Text section section start
Clemson adds two endowed chairs
Story Date: 6/10/2008

$4 million from state also will pay for centers of economic excellence

By Anna Simon
CLEMSON BUREAU

CLEMSON -- Clemson University received $4 million from the state Monday to add two endowed chairs and centers of economic excellence.

 

A new Cyber-Institute Center of Economic Excellence combines Clemson's computer and electrical engineering expertise with growing computing power to enhance competitiveness in research areas that rely on storing, processing and transmitting large amounts of data.

 

The new endowed chair will be a faculty member in the department of electrical and computer engineering but will report to Clemson's vice provost for computing and information technology.

 

A new Center of Economic Excellence in Optoelectronics will further strengthen Clemson's photonics research program in the Center for Optical Materials Science and Engineering Technologies and enable Clemson to recruit a world-class faculty leader to the state and to the collaborative research environment in Clemson's electrical and computer engineering department.

 

The $4 million from the South Carolina Endowed Chairs Review Board must be matched.

 

Clemson also was included in a $5 million funding package that supports a Center of Economic Excellence in Advanced Tissue Biofabrication led by the Medical University of South Carolina with endowed chairs at MUSC, Clemson and the University of South Carolina. The center will focus on vascular regeneration as a basis for tissue generation.
Text section section end
The data section start
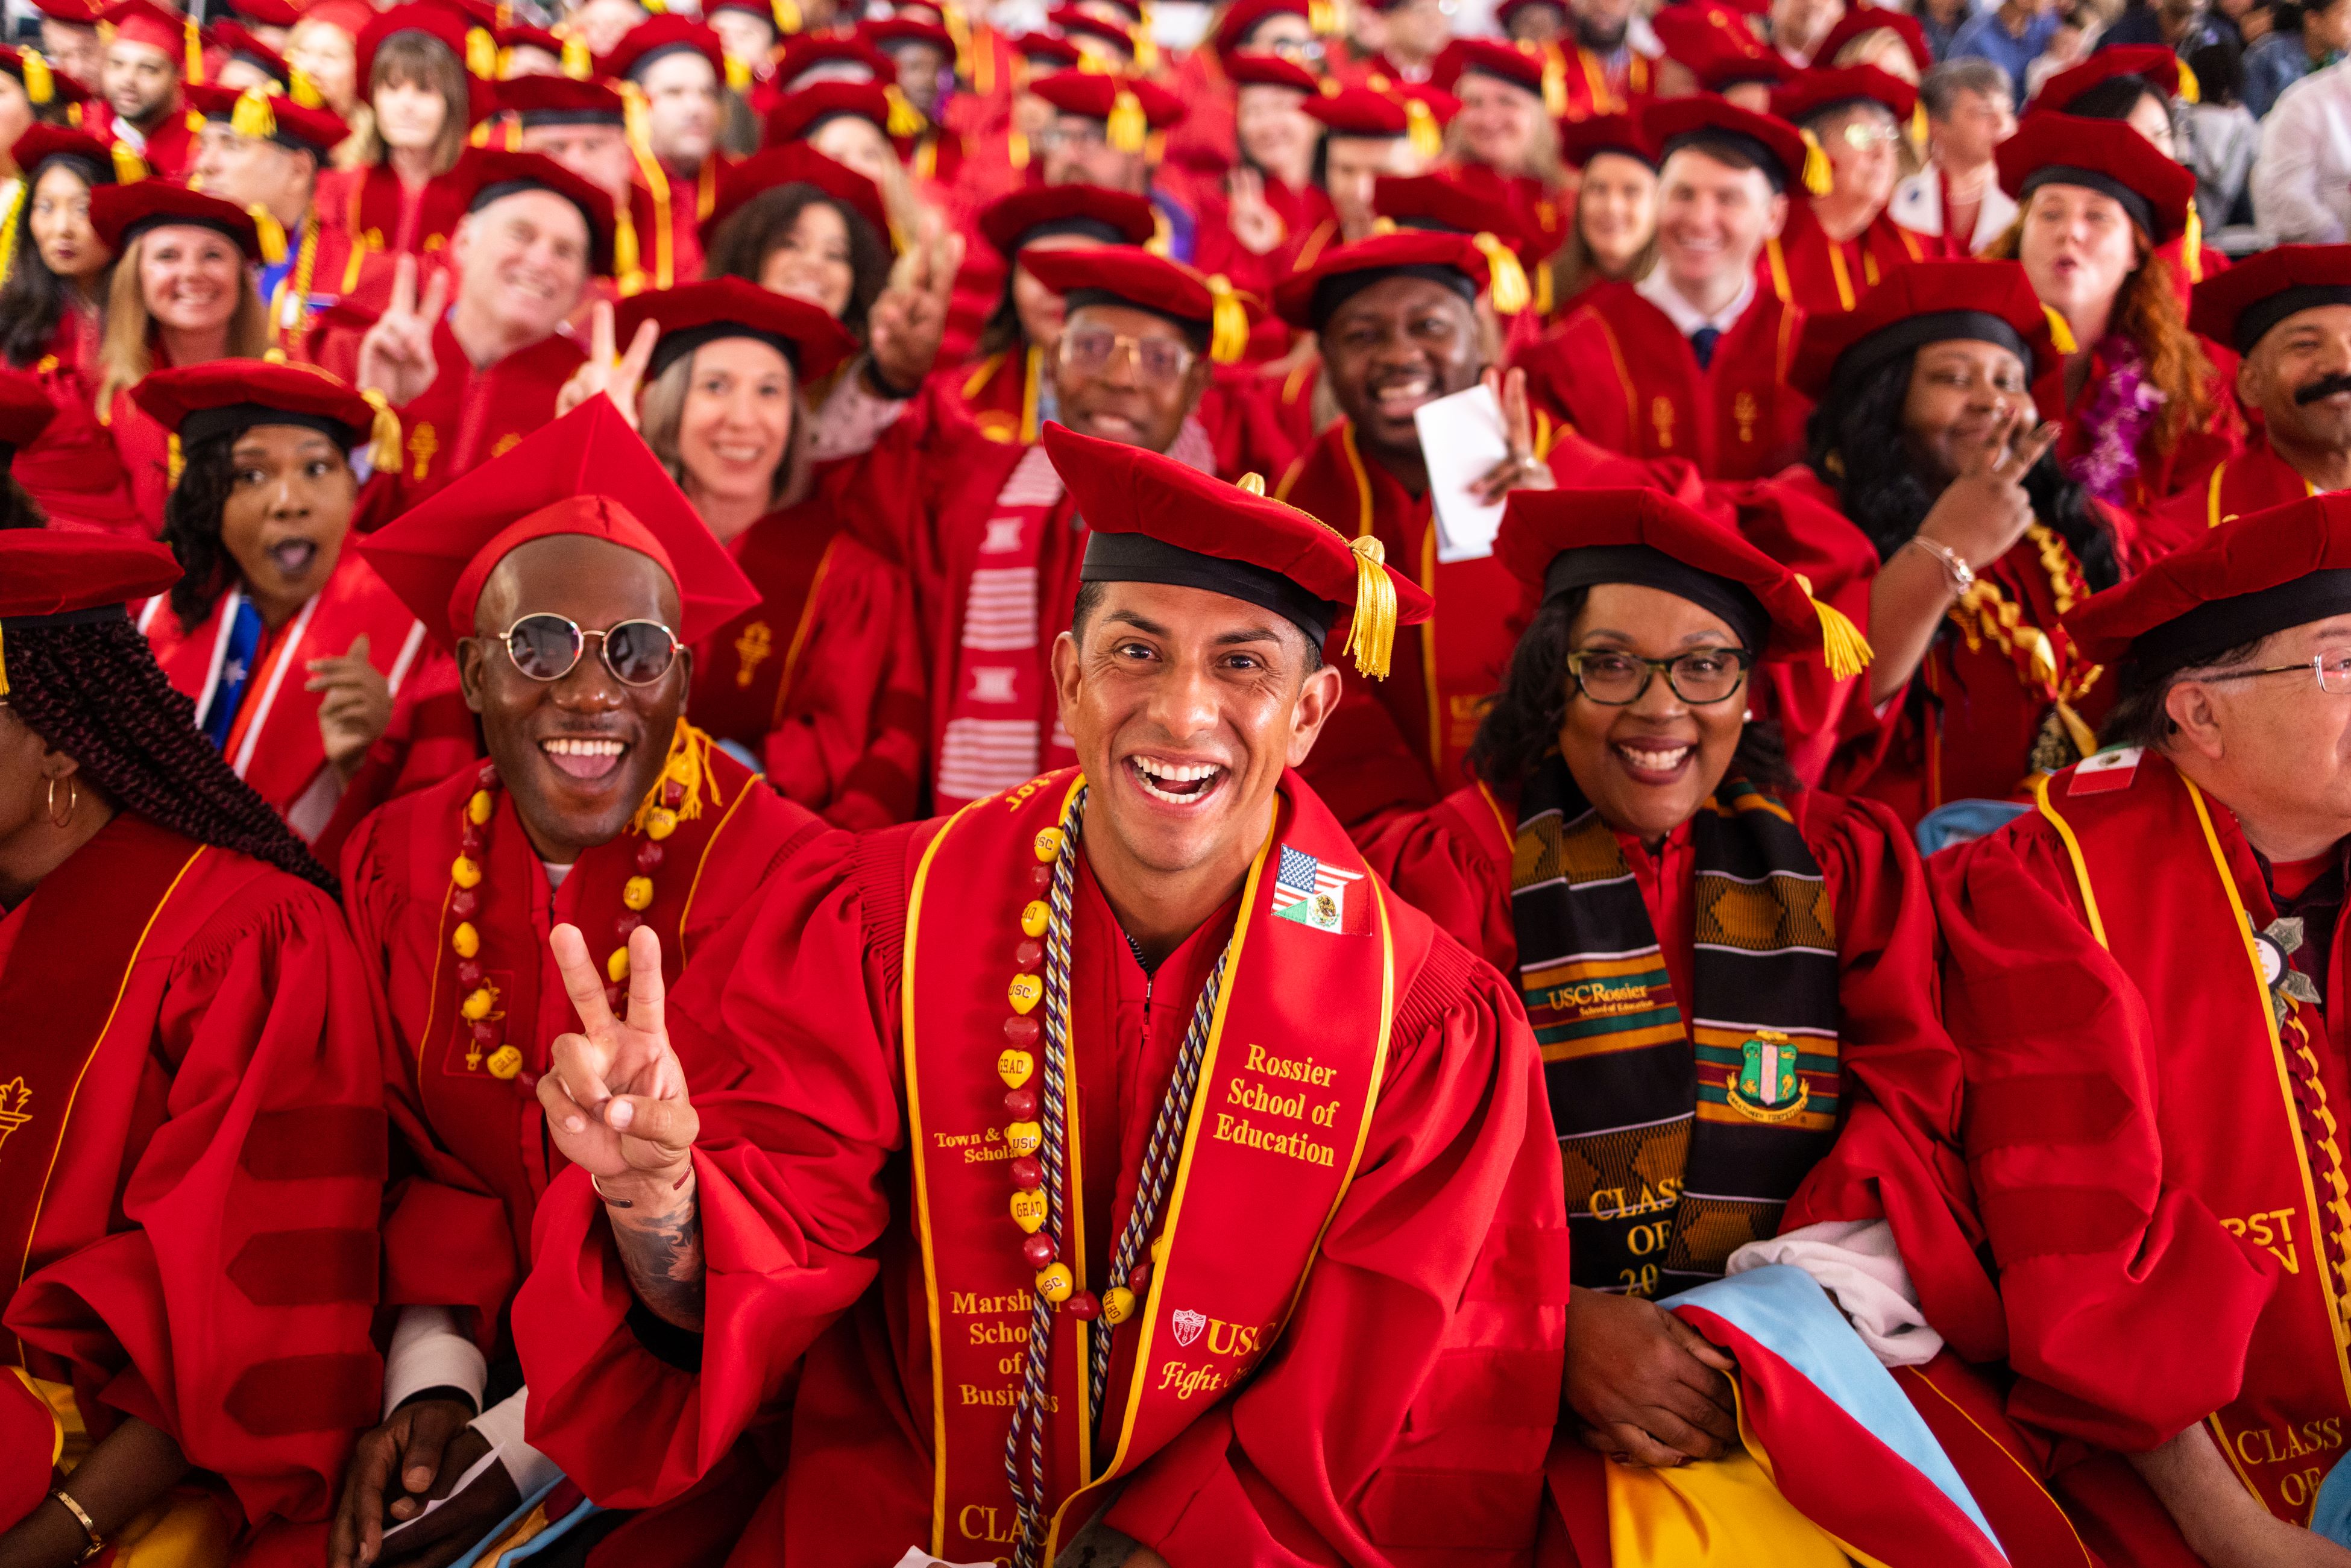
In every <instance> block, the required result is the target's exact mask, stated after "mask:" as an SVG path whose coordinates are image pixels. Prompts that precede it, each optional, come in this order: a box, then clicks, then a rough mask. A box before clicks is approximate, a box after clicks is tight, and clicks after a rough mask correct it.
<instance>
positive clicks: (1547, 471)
The data section end
• Assignment A
Answer these questions using the Clemson endowed chairs article:
(i) How much money did Clemson University receive from the state?
(ii) To whom will the new endowed chair in the department of electrical and computer engineering report?
(iii) What will the Center of Economic Excellence in Advanced Tissue Biofabrication focus on?
• Assignment B
Summarize the Clemson endowed chairs article in two sentences.
• Assignment C
Repeat the passage of the Clemson endowed chairs article from "Clemson adds two" to "of economic excellence." word for word.

• Exercise output A
(i) $4 million.
(ii) Clemson's vice provost for computing and information technology.
(iii) Vascular regeneration as a basis for tissue generation.

• Exercise output B
Clemson University received $4 million from the state, which must be matched, to add two endowed chairs and centers of economic excellence: a Cyber-Institute Center and a Center in Optoelectronics. Clemson was also included in a $5 million funding package supporting a Center of Economic Excellence in Advanced Tissue Biofabrication, which is led by the Medical University of South Carolina and will focus on vascular regeneration.

• Exercise output C
Clemson adds two endowed chairs
Story Date: 6/10/2008

$4 million from state also will pay for centers of economic excellence

By Anna Simon
CLEMSON BUREAU

CLEMSON -- Clemson University received $4 million from the state Monday to add two endowed chairs and centers of economic excellence.